## Written task:
Copy out every line of the entries below, from the line holding "Pick out the bare tree. One pin per instance." through the end of the entries, inclusive. Keep the lines without coordinates unchanged, and add -22 to each coordinate number.

* * * * *

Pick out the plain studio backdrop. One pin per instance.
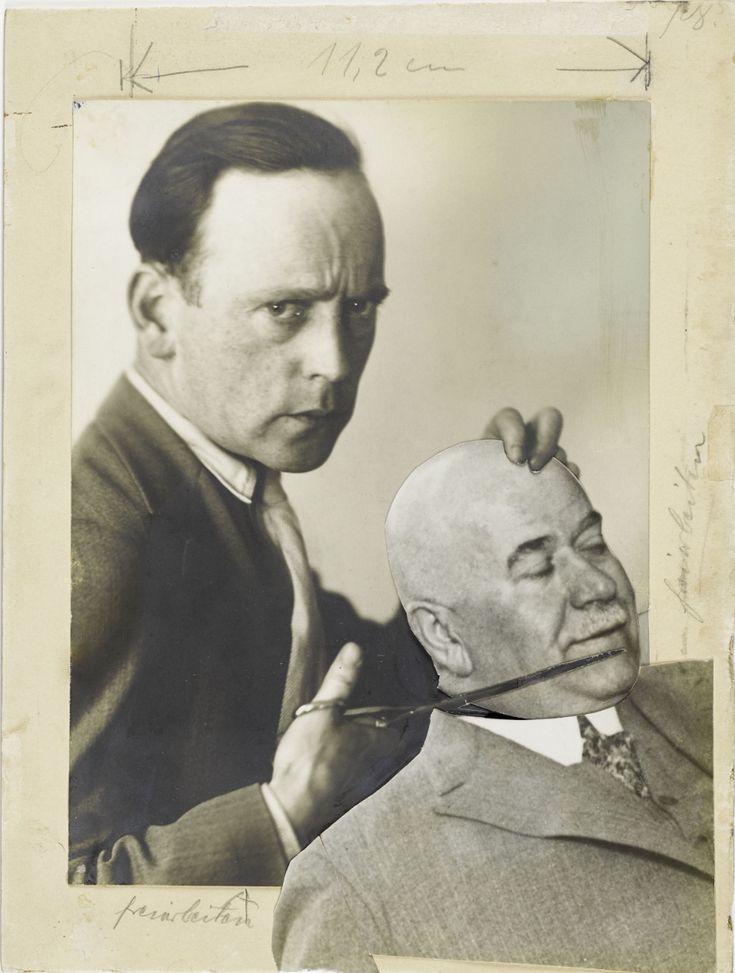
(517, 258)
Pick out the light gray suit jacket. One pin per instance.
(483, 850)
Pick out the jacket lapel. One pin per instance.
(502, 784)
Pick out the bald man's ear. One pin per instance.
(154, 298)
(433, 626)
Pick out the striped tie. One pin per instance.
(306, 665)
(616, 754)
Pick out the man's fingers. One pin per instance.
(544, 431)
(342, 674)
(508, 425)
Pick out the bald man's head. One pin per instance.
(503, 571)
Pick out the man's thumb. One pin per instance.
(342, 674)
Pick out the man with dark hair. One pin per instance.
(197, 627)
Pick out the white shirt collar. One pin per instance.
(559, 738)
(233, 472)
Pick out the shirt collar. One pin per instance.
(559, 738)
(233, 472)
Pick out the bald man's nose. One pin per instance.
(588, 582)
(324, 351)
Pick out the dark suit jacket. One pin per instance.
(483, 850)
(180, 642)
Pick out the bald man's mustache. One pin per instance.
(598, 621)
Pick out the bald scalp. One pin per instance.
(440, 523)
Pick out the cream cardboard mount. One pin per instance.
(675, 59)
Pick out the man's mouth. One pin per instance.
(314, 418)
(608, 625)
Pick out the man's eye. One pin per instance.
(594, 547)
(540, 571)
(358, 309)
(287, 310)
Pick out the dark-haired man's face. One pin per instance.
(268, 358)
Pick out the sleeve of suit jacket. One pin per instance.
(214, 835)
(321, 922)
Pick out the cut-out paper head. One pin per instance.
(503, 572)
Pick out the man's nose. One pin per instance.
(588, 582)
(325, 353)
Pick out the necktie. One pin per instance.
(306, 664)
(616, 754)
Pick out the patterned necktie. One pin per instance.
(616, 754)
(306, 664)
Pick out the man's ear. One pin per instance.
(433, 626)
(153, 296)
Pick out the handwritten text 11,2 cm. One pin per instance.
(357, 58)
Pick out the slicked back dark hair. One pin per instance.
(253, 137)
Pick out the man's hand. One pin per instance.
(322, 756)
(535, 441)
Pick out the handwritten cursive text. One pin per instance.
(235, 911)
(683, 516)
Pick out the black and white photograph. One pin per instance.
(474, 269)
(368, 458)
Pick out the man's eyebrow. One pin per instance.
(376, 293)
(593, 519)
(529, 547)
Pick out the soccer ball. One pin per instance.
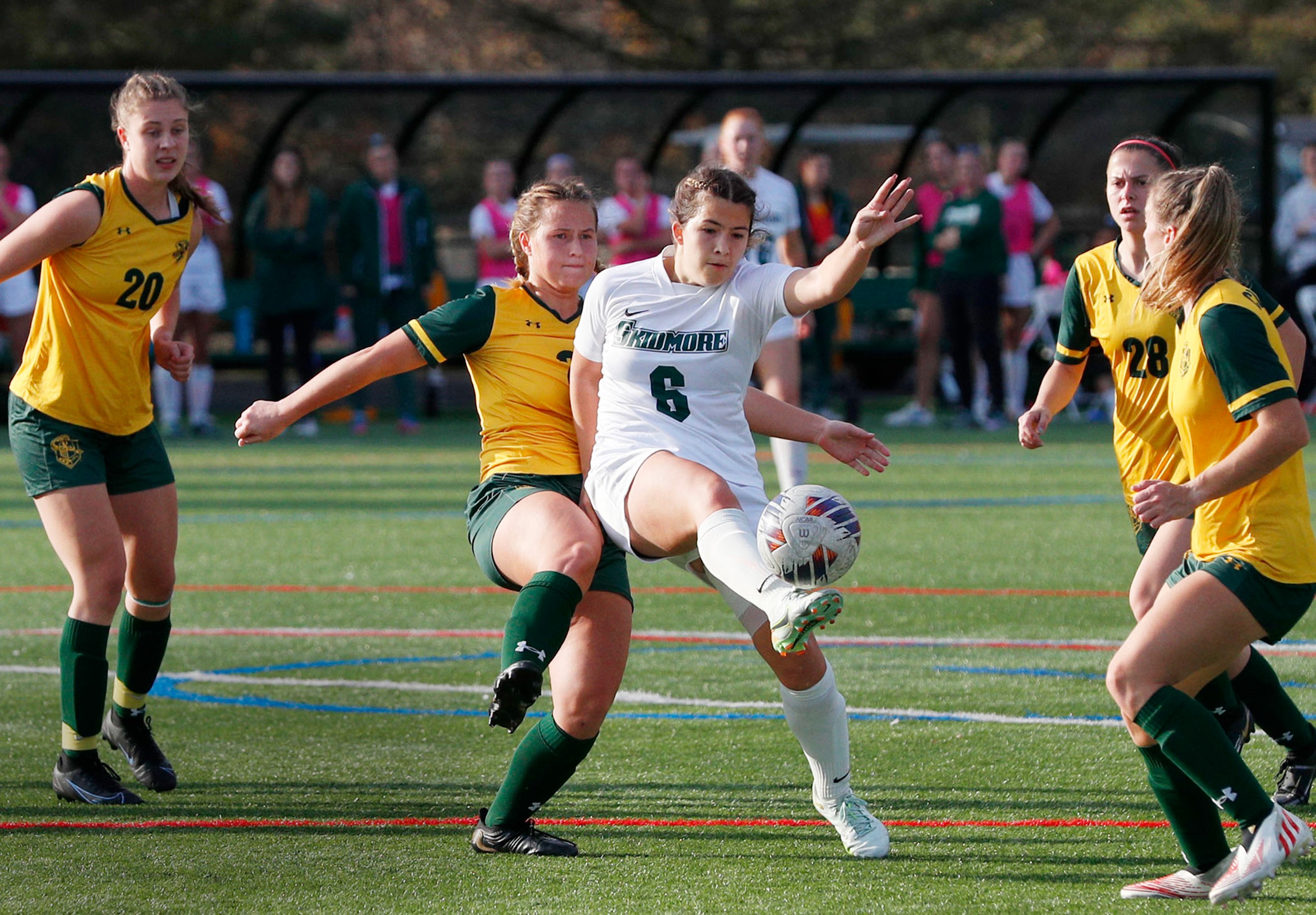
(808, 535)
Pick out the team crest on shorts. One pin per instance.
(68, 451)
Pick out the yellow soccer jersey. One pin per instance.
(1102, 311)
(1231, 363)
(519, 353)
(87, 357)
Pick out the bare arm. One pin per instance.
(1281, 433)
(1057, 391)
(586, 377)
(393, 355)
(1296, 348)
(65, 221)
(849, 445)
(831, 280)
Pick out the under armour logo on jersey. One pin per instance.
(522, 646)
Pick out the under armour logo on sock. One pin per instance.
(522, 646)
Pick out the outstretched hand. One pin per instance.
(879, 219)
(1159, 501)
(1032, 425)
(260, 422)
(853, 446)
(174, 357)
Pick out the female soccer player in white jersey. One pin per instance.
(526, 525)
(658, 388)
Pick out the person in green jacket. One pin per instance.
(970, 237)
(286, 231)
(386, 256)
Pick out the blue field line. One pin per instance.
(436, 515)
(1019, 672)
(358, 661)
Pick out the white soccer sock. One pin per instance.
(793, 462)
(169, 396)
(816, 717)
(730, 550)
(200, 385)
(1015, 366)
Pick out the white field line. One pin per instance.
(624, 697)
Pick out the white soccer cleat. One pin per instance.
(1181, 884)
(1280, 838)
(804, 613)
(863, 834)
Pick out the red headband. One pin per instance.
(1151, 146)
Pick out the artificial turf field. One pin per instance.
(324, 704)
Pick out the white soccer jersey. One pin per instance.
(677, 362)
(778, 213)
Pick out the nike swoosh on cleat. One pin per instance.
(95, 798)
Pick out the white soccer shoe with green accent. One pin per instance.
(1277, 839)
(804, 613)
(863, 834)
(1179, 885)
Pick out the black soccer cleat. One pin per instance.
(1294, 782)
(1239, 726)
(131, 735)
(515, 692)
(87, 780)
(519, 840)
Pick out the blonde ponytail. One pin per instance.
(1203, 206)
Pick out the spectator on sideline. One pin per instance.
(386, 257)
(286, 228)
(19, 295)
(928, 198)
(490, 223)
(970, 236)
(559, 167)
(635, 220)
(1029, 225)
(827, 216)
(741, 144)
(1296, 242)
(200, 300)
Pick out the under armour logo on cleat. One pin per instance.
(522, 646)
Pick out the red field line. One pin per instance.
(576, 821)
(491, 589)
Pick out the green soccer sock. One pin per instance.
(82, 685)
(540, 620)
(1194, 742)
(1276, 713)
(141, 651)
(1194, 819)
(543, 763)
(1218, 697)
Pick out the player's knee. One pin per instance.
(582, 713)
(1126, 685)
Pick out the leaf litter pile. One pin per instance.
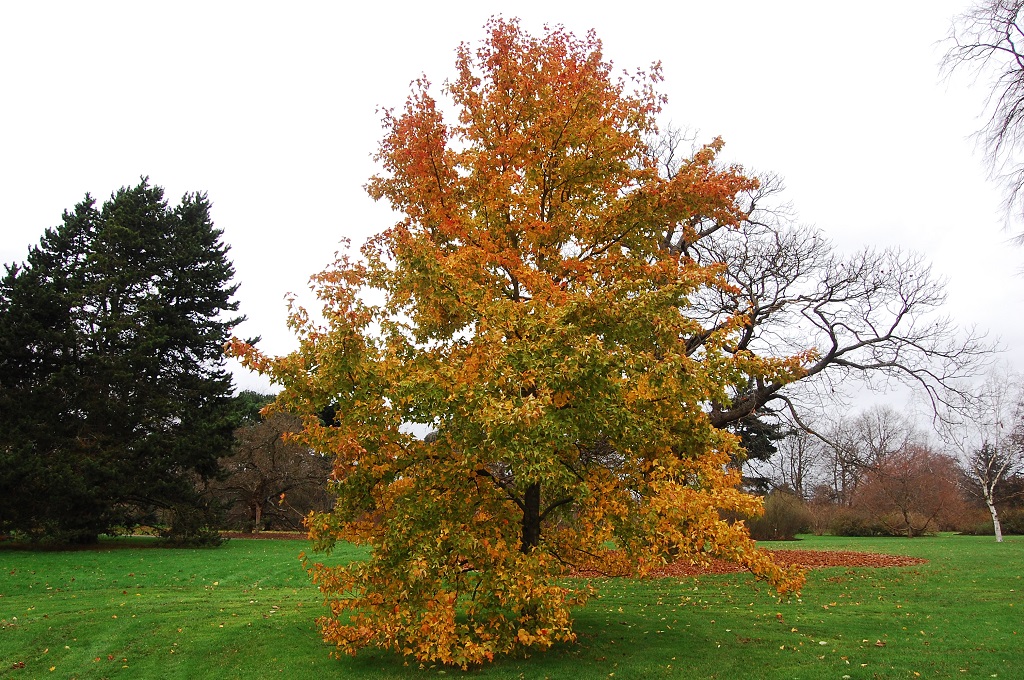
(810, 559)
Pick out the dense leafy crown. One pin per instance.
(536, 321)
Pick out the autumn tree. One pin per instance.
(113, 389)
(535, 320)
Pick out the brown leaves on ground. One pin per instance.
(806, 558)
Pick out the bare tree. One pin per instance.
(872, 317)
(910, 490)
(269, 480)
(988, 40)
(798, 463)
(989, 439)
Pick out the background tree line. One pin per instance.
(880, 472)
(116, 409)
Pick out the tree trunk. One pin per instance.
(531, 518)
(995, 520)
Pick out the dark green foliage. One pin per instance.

* * * * *

## Solution to the exercise:
Pick out the bare tree. One pin per instance.
(850, 295)
(888, 468)
(247, 458)
(966, 18)
(776, 441)
(967, 417)
Pick out the background tree line. One pin per instance.
(858, 450)
(94, 387)
Pick out the tree trunk. One pin per instance.
(509, 496)
(973, 498)
Pick out the dark green foliage. One pin per instance.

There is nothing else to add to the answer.